Give the records again in full, exactly as they are.

## Source records
-- Opening Marker --

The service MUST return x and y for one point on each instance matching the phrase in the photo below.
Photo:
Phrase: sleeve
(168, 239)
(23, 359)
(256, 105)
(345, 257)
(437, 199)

-- Closing Marker --

## Exercise output
The service MUST return x and y for one point on each instance matching the phrase in the photo below.
Photo:
Phrase: sleeve
(168, 239)
(23, 359)
(256, 105)
(345, 257)
(437, 199)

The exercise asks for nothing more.